___ Record extracts

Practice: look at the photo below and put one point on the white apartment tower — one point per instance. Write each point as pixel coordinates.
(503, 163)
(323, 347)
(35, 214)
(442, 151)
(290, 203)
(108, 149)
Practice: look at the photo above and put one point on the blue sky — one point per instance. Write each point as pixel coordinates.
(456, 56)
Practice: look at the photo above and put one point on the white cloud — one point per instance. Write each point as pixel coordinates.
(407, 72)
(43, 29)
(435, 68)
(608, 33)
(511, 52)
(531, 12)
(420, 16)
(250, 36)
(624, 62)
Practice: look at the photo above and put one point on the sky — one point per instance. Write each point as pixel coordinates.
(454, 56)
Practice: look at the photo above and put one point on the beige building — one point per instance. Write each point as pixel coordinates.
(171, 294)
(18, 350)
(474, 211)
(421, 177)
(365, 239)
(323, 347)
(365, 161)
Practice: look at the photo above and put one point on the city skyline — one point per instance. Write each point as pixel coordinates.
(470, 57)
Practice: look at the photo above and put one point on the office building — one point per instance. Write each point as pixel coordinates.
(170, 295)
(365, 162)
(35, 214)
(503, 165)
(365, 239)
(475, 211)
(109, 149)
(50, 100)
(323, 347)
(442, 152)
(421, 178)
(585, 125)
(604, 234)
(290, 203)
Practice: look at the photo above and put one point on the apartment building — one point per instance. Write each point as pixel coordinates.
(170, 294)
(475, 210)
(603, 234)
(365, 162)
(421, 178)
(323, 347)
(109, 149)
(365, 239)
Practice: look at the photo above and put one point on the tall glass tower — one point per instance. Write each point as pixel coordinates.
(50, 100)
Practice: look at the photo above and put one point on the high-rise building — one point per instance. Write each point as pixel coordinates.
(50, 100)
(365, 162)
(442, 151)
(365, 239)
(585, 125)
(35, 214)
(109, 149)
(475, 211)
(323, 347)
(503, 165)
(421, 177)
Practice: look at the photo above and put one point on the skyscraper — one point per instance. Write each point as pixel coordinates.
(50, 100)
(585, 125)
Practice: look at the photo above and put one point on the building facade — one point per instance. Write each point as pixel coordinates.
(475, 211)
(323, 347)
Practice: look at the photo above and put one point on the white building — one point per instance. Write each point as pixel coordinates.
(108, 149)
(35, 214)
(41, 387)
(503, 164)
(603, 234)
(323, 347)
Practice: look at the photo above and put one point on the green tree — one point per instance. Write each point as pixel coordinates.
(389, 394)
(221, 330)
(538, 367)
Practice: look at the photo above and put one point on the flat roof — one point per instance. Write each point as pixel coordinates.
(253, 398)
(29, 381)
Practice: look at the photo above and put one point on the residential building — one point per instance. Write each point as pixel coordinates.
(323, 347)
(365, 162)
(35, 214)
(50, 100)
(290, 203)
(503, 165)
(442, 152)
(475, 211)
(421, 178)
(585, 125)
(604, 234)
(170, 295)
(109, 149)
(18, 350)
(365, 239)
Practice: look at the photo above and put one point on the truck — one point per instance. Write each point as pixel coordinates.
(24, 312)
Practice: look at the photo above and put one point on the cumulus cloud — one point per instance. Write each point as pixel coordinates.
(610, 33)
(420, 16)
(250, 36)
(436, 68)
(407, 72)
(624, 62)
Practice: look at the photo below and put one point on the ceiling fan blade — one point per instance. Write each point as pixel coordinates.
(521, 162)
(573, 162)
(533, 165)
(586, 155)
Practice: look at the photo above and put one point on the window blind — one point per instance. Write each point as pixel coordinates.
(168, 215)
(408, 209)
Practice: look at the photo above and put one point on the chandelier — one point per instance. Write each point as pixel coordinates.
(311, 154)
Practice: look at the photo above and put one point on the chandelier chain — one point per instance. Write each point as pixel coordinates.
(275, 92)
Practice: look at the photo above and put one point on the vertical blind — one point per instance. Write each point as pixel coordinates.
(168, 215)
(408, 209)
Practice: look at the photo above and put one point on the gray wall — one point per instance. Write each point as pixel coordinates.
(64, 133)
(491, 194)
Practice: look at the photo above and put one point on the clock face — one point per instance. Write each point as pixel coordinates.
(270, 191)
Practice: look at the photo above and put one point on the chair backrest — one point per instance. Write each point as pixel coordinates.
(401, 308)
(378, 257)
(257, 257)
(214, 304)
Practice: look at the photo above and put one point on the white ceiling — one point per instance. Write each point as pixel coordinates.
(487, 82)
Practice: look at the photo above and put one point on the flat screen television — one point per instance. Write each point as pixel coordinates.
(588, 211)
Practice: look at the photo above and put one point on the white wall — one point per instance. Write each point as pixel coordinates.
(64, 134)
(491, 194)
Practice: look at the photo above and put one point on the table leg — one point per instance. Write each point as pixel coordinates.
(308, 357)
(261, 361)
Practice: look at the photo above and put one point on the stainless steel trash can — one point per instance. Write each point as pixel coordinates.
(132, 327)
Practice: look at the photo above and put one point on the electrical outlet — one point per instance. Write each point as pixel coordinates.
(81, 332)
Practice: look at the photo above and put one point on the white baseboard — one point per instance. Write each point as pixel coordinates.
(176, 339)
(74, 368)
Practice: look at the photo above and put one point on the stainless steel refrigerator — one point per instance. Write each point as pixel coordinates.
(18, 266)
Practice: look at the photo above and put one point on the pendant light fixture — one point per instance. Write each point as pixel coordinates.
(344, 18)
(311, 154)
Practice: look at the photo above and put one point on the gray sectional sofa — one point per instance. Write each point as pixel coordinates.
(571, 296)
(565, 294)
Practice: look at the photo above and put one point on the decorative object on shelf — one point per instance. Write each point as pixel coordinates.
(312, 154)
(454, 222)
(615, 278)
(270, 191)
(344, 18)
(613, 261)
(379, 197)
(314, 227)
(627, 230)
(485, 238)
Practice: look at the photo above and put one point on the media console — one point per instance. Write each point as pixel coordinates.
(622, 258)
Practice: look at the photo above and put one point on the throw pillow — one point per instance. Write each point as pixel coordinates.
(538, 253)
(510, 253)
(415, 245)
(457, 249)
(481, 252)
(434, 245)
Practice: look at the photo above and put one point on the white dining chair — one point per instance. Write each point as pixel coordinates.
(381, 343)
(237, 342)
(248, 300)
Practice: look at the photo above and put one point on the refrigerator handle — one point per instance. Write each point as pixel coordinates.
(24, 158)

______

**Exercise instructions:** Every entry should be printed again exactly as written.

**Output for this task:**
Practice: look at the photo below and put one point on the white apartment tower — one point per instance. Write each point as pixel coordinates.
(503, 163)
(323, 347)
(35, 214)
(442, 151)
(290, 203)
(108, 149)
Practice: look at the photo above and put one point on the blue sky — one point per instance. Write each point as pixel coordinates.
(456, 56)
Practice: look at the photo above and put one point on the white cloud — one point per instance. Write each point as pixel coordinates.
(407, 72)
(43, 29)
(435, 68)
(608, 33)
(511, 52)
(531, 12)
(420, 16)
(250, 36)
(624, 62)
Practice: look at the photo above and put one point on the sky — one point per instance. Write each point as pixel coordinates.
(454, 56)
Practice: look at the photo above and put one point on the beige building — one point per instance. Write each point as pixel coordinates.
(171, 294)
(18, 350)
(474, 211)
(421, 177)
(365, 239)
(323, 347)
(365, 161)
Practice: look at the photo above and put one point on the city skyline — one point per instance. Write each point as pixel coordinates.
(470, 57)
Practice: look at the photo above and put one point on the office building — one point per instance. Write each point as pixel coordinates.
(170, 295)
(365, 162)
(35, 214)
(503, 165)
(365, 239)
(475, 211)
(109, 149)
(50, 100)
(323, 347)
(442, 152)
(421, 178)
(585, 125)
(604, 234)
(290, 203)
Practice: look at the photo above and put one point on the apartment building — one point per instance. Write each point as pixel coordinates.
(170, 294)
(475, 210)
(603, 234)
(365, 162)
(421, 178)
(323, 347)
(109, 149)
(365, 239)
Practice: look at the photo above and put one point on the tall glass tower — one point per instance. Write each point as pixel coordinates.
(50, 100)
Practice: look at the photo above and put one point on the high-rise building — one point per instance. Write each point as pixel coordinates.
(50, 100)
(365, 162)
(442, 151)
(365, 239)
(585, 125)
(35, 214)
(109, 149)
(475, 211)
(323, 347)
(503, 165)
(421, 177)
Practice: look at the photo above and put one point on the skyscraper — one point per instance. Write each point as pixel coordinates.
(50, 100)
(585, 125)
Practice: look at the photo above and put one point on the building facade — one point per instance. Write each point as pixel coordinates.
(475, 211)
(323, 347)
Practice: look at the photo above and put one point on the white building — one point per instance. Write each point as pixel coordinates.
(108, 149)
(35, 214)
(41, 387)
(503, 164)
(603, 234)
(323, 347)
Practice: look at the photo above and put one point on the green tree — one point per instance. Write each point as pixel coordinates.
(389, 394)
(221, 330)
(538, 367)
Practice: look at the photo above and put one point on the flat roof — one point per instance. Write each point as pixel coordinates.
(253, 398)
(29, 381)
Practice: look at the photo above and put one point on the residential building — one point per instance. Write each point as pixel coordinates.
(323, 347)
(365, 162)
(35, 214)
(50, 100)
(290, 203)
(503, 165)
(442, 152)
(475, 211)
(421, 178)
(585, 125)
(604, 234)
(170, 295)
(109, 149)
(18, 350)
(365, 239)
Practice: look at the photo above and put one point on the truck — one point per instance. Write each point as pixel coordinates.
(24, 312)
Practice: look at the photo above and put one point on the cumulus cloud — one point per instance. Write each point as pixel coordinates.
(610, 33)
(420, 16)
(250, 36)
(436, 68)
(407, 72)
(624, 62)
Practice: look at the photo below and put one point on the ceiling fan blade — one point per instance. Write each point as pixel coordinates.
(521, 162)
(573, 162)
(533, 165)
(586, 155)
Practice: look at the photo above and put one point on the window blind — one point per instance. Write each point as pixel coordinates.
(168, 215)
(408, 209)
Practice: look at the photo above and put one point on the chandelier — one point per instance. Write each point as pixel coordinates.
(311, 154)
Practice: look at the photo above and put one point on the chandelier chain — one point per instance. Write each point as pixel coordinates.
(275, 92)
Practice: look at the photo above and put one point on the vertical blind — one point per instance. Write each point as pixel coordinates.
(168, 215)
(408, 209)
Practice: look at the photo above and put one point on the gray wall — one point per instance. Write each point as pixel coordinates.
(64, 133)
(491, 194)
Practice: look at the photo above and put one point on the clock face — one point per instance. Write each point as pixel coordinates.
(270, 191)
Practice: look at the photo above and put one point on the chair backrest — one point per instance. Write each point as pixel coordinates.
(401, 308)
(378, 257)
(257, 257)
(214, 304)
Practice: look at the photo above and put one point on the white ceiling — one point per instance. Write each point as pixel coordinates.
(487, 82)
Practice: look at the photo above and put one point on the flat screen television — one point per instance. Write each point as pixel coordinates.
(588, 211)
Practice: look at the photo above and put one point on the white wall — one point per instance. Write each point as pixel coordinates.
(64, 134)
(491, 194)
Practice: look at the photo above and put one point on the table leg — one point per instance. Write each point as pixel coordinates.
(308, 357)
(261, 361)
Practice: look at the photo above and put one point on the stainless steel trash can — one point per instance. Write each point as pixel coordinates.
(132, 327)
Practice: look at the photo above and put one point on the electrical outlet — one point per instance. Write each point as pixel coordinates.
(81, 332)
Practice: look at the photo above and put one point on the white baseboard — one point per instance. Write each point as pixel coordinates.
(176, 339)
(74, 368)
Practice: look at the photo above and put one point on the stainless steel refrigerator — one point per instance. Write each point as pixel coordinates.
(18, 266)
Practice: look at the photo above and put one point on the pendant light fixture — one point per instance. Write each point as pixel coordinates.
(344, 18)
(311, 154)
Practice: look at the photo above and put one point on the gray sectional sofa — one point per instance. Write each point as pixel coordinates.
(571, 296)
(565, 294)
Practice: look at the photo above and put one point on the decorative object on shelf — one point per instance. Write each point as pixel coordinates.
(312, 154)
(454, 222)
(615, 278)
(270, 191)
(344, 18)
(613, 261)
(379, 197)
(314, 227)
(627, 230)
(485, 238)
Practice: look at the photo above and put one point on the media console — one point per instance. Write each point as pixel coordinates.
(622, 258)
Practice: look at the photo above and put one point on the throw pillow — one point per instance. Write each point as pixel coordinates.
(538, 253)
(510, 253)
(415, 245)
(457, 249)
(481, 252)
(434, 245)
Practice: look at the photo above and put one point on the white dining chair — one point per instance. Write each point as pixel coordinates.
(381, 343)
(237, 342)
(248, 300)
Practice: look at the photo above and put one point on the refrigerator handle — one point per instance. Write each point as pixel coordinates.
(24, 158)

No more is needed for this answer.